O primeiro volume, "Histórias Coloradas - Os mais Interessantes relatos da alma colorada" (reprodução da capa ao lado), lançado há dois anos na Feira do Livro de Porto Alegre 2004, uma das maiores da América Latina, ficou classificado como um dos cinco mais vendidos na categoria Não-Ficção. O Histórias Coloradas I, que continua à venda em todas as livrarias, traz 100 histórias, fatos e feitos curiosos, divertidos e emocionantes protagonizados e apresentados por um time de craques, entre ex-atletas, atletas atuais, jornalistas, ex-dirigentes, dirigentes atuais, funcionários do Clube, personalidades do mundo da música, literatura, política, torcedores anônimos das arquibancadas. Famosos e menos famosos, no entanto, ninguém menos colorado que ninguém.
Leia abaixo um dos textos que brilham no Histórias Coloradas II - As 100 melhores histórias campeãs da América:
A noite das asas vermelhas
Naquele dia, eu acordei sem ter dormido. Como nas últimas semanas, meu trabalho não rendeu. Sarcástico, o relógio fazia troça da minha cara, dando passos para trás. O Tempo deve ter tirado férias. Em determinado momento, o chamado vindo das margens do Guaíba se tornou irresistível. Abri a gaveta e peguei o "Livro dos Espíritos", de Kardec. Entre as páginas, abençoada, estava minha carteira de sócio. Meu RG em vermelho e branco. Tenho a honra e o dever de contribuir com um dízimo sagrado.
No caminho para o Gigante, sozinho, olhando a chuva e o fim de tarde cinzento, eu pensava no que poderia acontecer. Fiz um giro em todas as possibilidades. Da alegria infinita à tragédia fúnebre. Minha única certeza era de que, independente do desfecho da noite, eu continuaria colorado. Como quando nasci. Como quando hei de renascer. Nesse mundo. Ou em outro. Já não parecia estar só. Sentia uma estranha presença. Como se me observassem. Tive a impressão de ver asas vermelhas cruzando o céu, na altura do Gasômetro.
Na Padre Cacique, o pendão encarnado e branco tremulava, trazendo ao lado uma enorme bandeira gaudéria. Linda e baguala como o Pampa. Novamente, éramos nós contra o mundo. Éramos Farrapos de uma nova era. Maragatos de chuteira. Peleando em grito e canção. O colorado é a hipérbole do gaúcho.
Ali à frente, as filas que circundavam o templo alvi-rubro eram semelhantes a veias. Por elas, corria sangue de um rubro único, apaixonado. Bombando amor em quantidade inimaginável para dentro do estádio. Nas arquibancadas, 60 mil irmãos se acotovelavam, na esperança de ver e viver o momento mais importante desde que o S, o C e o I se entrelaçaram. Juntos, escreviam a história.
Quando a Academia do Povo apareceu, o concreto começou a arder. Como se abrissem as portas do Inferno, a arena um dia imaginada por Ephraim Pinheiro Cabral virou um caldeirão homérico. A fumaça brotava de baixo do gramado, do aterro, da água fervente, do umbral, e se espalhava pelo ar, tomando o mundo. Apavorada, a torcida adversária se ajoelhava, pedindo
clemência a Deus. Convicta de que o juízo final era chegado. Não haveria salvação. Deixariam a vida embalados por um réquiem de milhares de vozes coloradas. Teriam uma morte doce e vermelha. Mas ainda não era hora. Novamente, notei asas rubras rasgando a penumbra. Um delírio. Ou não.

▶ **O QUE FAZER**
Segundo o documento de origem, em qual categoria o primeiro volume de "Histórias Coloradas" ficou entre os cinco mais vendidos na Feira do Livro de Porto Alegre 2004?

▶ **MATERIAL FORNECIDO**
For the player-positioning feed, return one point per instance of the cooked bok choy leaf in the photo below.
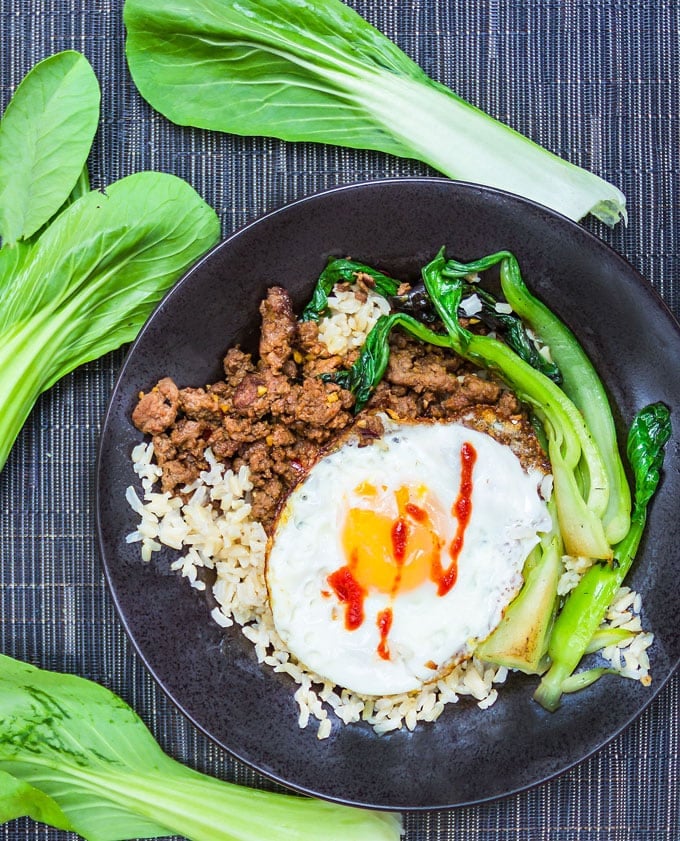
(571, 448)
(75, 756)
(585, 606)
(317, 71)
(80, 270)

▶ **RESULTADO FINAL**
Na categoria Não-Ficção.